[Position identification records]
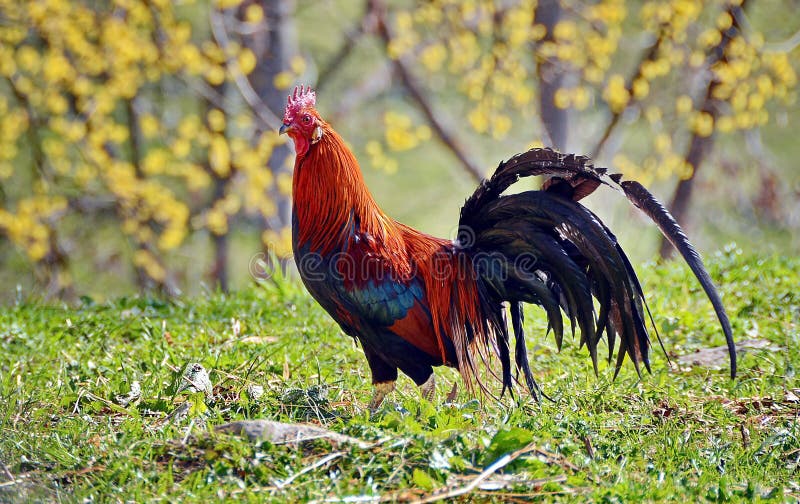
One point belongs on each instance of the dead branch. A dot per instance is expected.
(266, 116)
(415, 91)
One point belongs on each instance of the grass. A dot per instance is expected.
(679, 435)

---

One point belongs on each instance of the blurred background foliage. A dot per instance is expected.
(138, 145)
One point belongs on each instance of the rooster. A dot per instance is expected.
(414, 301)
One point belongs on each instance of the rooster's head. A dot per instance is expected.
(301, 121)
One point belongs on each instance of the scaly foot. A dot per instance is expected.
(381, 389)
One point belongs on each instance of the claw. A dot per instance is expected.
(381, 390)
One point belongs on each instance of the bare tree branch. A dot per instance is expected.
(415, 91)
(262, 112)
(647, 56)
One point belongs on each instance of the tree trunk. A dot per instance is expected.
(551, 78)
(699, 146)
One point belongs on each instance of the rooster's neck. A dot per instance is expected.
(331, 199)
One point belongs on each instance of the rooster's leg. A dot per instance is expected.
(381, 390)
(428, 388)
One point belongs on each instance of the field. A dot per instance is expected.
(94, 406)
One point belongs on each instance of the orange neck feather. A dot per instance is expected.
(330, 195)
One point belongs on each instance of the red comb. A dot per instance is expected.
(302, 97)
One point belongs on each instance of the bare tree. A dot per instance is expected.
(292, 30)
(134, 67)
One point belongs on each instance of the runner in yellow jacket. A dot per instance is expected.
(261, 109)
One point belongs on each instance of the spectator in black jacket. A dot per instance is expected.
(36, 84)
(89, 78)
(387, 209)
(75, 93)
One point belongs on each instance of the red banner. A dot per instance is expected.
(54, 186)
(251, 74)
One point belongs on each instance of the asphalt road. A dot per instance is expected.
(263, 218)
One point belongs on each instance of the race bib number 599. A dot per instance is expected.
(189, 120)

• Written request
Please list each line from the records above that contains the word "rooster".

• Output of the exercise
One point belongs on each instance of the rooster. A dot per instance is expected.
One point belongs on each instance of the rooster's head. A dot per instance is expected.
One point belongs on each instance of the rooster's neck. A dot per instance is expected.
One point belongs on each instance of the rooster's leg. A dot per instance is expected.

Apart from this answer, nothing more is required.